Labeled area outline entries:
-- Begin --

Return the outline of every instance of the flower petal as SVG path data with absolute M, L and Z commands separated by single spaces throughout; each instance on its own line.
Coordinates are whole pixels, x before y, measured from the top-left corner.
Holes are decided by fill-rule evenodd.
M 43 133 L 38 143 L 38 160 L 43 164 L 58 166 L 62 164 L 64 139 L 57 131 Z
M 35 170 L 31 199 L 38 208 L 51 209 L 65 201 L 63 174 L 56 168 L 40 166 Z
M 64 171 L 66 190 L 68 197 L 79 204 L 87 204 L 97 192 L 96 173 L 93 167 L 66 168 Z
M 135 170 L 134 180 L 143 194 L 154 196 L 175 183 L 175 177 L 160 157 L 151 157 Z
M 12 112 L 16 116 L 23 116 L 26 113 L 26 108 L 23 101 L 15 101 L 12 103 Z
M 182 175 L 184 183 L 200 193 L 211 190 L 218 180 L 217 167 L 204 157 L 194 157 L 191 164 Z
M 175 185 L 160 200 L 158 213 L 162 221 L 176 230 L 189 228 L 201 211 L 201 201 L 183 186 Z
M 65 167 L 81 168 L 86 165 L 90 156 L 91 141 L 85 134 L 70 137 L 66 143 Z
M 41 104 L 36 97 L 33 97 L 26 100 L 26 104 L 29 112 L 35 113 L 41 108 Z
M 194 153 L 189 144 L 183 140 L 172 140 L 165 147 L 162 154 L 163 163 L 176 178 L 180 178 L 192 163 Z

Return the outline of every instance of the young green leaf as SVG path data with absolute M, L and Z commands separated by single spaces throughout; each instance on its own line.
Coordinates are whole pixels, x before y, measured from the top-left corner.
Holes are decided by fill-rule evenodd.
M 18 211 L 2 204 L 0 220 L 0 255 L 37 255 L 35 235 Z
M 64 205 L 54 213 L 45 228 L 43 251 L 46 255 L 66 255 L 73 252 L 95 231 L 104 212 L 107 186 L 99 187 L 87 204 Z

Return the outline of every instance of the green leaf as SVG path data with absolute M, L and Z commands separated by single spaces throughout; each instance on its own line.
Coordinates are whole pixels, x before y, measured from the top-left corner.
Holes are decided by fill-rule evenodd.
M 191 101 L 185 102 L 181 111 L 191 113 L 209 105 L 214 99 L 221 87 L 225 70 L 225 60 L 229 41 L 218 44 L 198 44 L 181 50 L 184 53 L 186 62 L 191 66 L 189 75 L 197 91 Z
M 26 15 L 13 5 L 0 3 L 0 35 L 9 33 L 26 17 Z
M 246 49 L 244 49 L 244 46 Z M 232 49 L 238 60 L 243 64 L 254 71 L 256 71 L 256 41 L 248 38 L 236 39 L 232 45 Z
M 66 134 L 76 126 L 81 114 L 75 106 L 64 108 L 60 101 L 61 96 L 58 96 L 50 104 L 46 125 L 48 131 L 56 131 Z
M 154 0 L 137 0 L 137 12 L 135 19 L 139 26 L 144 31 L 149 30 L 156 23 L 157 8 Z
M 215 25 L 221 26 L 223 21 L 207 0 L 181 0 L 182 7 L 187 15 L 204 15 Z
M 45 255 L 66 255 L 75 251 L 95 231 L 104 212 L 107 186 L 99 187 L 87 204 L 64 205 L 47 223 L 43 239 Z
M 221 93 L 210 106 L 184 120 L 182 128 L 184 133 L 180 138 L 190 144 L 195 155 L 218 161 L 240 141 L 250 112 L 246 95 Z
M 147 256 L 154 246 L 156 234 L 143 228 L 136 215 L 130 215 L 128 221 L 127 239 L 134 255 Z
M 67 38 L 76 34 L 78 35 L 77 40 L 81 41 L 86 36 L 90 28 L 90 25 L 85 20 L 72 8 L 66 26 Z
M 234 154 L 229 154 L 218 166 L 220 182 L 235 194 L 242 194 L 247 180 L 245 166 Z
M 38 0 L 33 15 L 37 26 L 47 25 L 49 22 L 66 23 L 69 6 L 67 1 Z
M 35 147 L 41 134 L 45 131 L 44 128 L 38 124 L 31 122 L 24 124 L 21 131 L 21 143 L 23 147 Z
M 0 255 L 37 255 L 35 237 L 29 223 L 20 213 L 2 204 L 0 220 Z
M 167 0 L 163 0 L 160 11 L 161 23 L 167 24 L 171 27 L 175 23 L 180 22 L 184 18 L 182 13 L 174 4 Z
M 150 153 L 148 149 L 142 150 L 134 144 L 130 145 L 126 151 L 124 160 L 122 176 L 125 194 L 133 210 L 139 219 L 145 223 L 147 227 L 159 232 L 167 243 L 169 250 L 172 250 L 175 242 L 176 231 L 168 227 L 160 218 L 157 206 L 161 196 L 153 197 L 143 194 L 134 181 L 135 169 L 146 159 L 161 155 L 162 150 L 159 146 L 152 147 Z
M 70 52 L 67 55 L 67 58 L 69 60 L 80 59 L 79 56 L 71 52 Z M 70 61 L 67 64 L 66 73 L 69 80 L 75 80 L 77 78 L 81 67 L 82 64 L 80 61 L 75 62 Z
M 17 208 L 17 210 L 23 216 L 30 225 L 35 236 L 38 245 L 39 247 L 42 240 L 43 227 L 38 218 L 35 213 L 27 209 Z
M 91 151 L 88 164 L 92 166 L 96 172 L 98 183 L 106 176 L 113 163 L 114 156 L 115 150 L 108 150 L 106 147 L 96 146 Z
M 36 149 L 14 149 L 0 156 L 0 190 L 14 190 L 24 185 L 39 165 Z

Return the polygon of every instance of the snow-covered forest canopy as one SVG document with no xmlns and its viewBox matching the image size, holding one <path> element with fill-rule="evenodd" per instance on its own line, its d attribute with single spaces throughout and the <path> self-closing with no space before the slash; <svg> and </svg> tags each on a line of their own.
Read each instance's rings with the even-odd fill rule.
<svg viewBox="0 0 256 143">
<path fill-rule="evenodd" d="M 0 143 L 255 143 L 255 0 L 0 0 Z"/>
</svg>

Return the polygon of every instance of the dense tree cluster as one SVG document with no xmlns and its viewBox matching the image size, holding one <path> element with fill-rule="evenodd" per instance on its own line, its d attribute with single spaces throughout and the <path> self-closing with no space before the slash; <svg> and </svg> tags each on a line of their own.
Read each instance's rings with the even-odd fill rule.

-- End --

§ **What is expected**:
Rewrite every one of the entries above with "whole pixels" swapped for "integer pixels", leaving all other text unchanged.

§ **Full output**:
Return the outline of every instance of the flower petal as SVG path data with absolute M, L and Z commands separated by single spaces throughout; each instance on its own line.
Coordinates are integer pixels, x before y, measured from the top-left corner.
Holes are decided by fill-rule evenodd.
M 43 133 L 38 143 L 38 160 L 43 164 L 58 166 L 62 164 L 64 139 L 57 131 Z
M 35 170 L 31 199 L 38 208 L 51 209 L 65 201 L 63 174 L 56 168 L 40 166 Z
M 64 171 L 66 190 L 68 197 L 79 204 L 87 204 L 97 192 L 96 173 L 93 167 L 66 168 Z
M 135 170 L 134 180 L 143 194 L 154 196 L 175 183 L 175 177 L 160 157 L 151 157 Z
M 12 112 L 16 116 L 23 116 L 26 113 L 26 108 L 23 101 L 15 101 L 12 103 Z
M 182 175 L 184 183 L 200 193 L 211 190 L 218 180 L 217 167 L 204 157 L 194 157 L 191 164 Z
M 175 185 L 160 200 L 158 213 L 162 221 L 176 230 L 189 228 L 201 211 L 201 201 L 183 186 Z
M 65 167 L 81 168 L 86 165 L 90 156 L 91 141 L 85 134 L 70 137 L 66 143 Z
M 41 104 L 36 97 L 33 97 L 26 100 L 26 104 L 29 112 L 35 113 L 41 108 Z
M 194 153 L 189 144 L 183 140 L 172 140 L 165 147 L 162 154 L 163 163 L 176 178 L 180 178 L 192 163 Z

Return the outline of every instance of the young green leaf as SVG path data with absolute M, L and Z commands separated by single spaces throughout; each instance on its own line.
Coordinates are integer pixels, x before y, measured from the top-left corner.
Holes are decided by fill-rule evenodd.
M 18 211 L 2 204 L 0 220 L 0 255 L 37 255 L 35 235 Z
M 64 205 L 54 213 L 45 228 L 43 251 L 46 255 L 66 255 L 73 252 L 95 231 L 104 212 L 107 186 L 99 187 L 87 204 Z

Return the outline of every instance of the green leaf as SVG path data with absolute M, L and Z commands separated by single spaces throughout; each instance on its own line.
Coordinates are integer pixels, x before y, measured from the top-left corner.
Holes are decided by fill-rule evenodd.
M 191 101 L 185 102 L 181 111 L 191 113 L 209 105 L 214 99 L 221 87 L 225 70 L 225 60 L 229 41 L 218 44 L 198 44 L 181 50 L 184 53 L 186 62 L 191 66 L 189 75 L 197 91 Z
M 26 15 L 13 5 L 0 3 L 0 35 L 9 33 L 26 17 Z
M 246 49 L 244 49 L 244 46 Z M 232 49 L 238 60 L 243 64 L 254 71 L 256 71 L 256 41 L 248 38 L 236 39 L 232 45 Z
M 66 134 L 76 126 L 81 114 L 75 106 L 64 108 L 60 101 L 61 96 L 58 96 L 50 104 L 46 125 L 48 131 L 56 131 Z
M 154 0 L 137 0 L 137 12 L 135 19 L 139 26 L 144 31 L 149 30 L 156 23 L 157 8 Z
M 215 25 L 221 26 L 223 21 L 207 0 L 181 0 L 182 7 L 187 15 L 204 15 Z
M 45 255 L 66 255 L 75 251 L 95 231 L 104 212 L 107 186 L 99 187 L 87 204 L 64 205 L 47 223 L 43 239 Z
M 221 93 L 210 106 L 184 120 L 182 128 L 184 133 L 180 138 L 190 144 L 195 155 L 218 161 L 240 141 L 250 112 L 246 95 Z
M 147 256 L 154 246 L 156 234 L 143 228 L 136 215 L 130 215 L 128 221 L 127 239 L 134 255 Z
M 67 38 L 76 34 L 78 35 L 77 40 L 81 41 L 86 36 L 90 28 L 90 25 L 85 20 L 72 8 L 66 26 Z
M 234 154 L 229 154 L 218 166 L 220 182 L 235 194 L 242 194 L 247 180 L 245 166 Z
M 38 0 L 33 15 L 37 26 L 47 25 L 49 22 L 66 23 L 69 6 L 67 1 Z
M 35 147 L 41 134 L 45 131 L 44 128 L 38 124 L 31 122 L 24 124 L 21 131 L 21 143 L 23 147 Z
M 0 255 L 37 255 L 35 237 L 29 223 L 20 213 L 2 204 L 0 220 Z
M 167 0 L 163 0 L 160 11 L 161 23 L 167 24 L 171 27 L 175 23 L 180 22 L 184 18 L 182 13 L 174 4 Z
M 150 153 L 148 149 L 142 150 L 134 144 L 130 145 L 126 151 L 124 160 L 122 176 L 125 194 L 133 210 L 139 219 L 145 223 L 147 227 L 159 232 L 167 243 L 169 250 L 172 250 L 175 242 L 176 231 L 168 227 L 160 218 L 157 206 L 161 196 L 153 197 L 143 194 L 134 181 L 135 169 L 146 159 L 161 155 L 162 150 L 159 146 L 152 147 Z
M 70 52 L 67 55 L 67 58 L 69 60 L 80 59 L 79 56 L 71 52 Z M 70 61 L 67 64 L 66 73 L 69 80 L 75 80 L 77 78 L 81 67 L 82 64 L 80 61 L 75 62 Z
M 17 208 L 17 210 L 23 216 L 30 225 L 35 236 L 38 245 L 39 247 L 42 240 L 43 227 L 38 218 L 35 213 L 27 209 Z
M 91 151 L 88 164 L 92 166 L 96 172 L 98 183 L 106 176 L 113 163 L 114 156 L 115 150 L 108 150 L 106 147 L 96 146 Z
M 36 149 L 14 149 L 0 156 L 0 190 L 14 190 L 24 185 L 39 165 Z

Return the polygon of every instance of the snow-covered forest canopy as one SVG document with no xmlns and its viewBox matching the image size, holding one <path> element with fill-rule="evenodd" per instance on its own line, its d attribute with single spaces throughout and the <path> self-closing with no space before the slash; <svg> and </svg> tags each on a line of their own.
Read each instance's rings with the even-odd fill rule.
<svg viewBox="0 0 256 143">
<path fill-rule="evenodd" d="M 0 143 L 255 143 L 255 0 L 0 0 Z"/>
</svg>

Return the polygon of every instance of the dense tree cluster as one SVG document with no xmlns and its viewBox matching the image size, holding one <path> element with fill-rule="evenodd" per instance on its own line, its d attribute with single spaces throughout and the <path> self-closing with no space before the slash; <svg> and </svg> tags each on a line of their own.
Read each instance's rings with the even-odd fill rule.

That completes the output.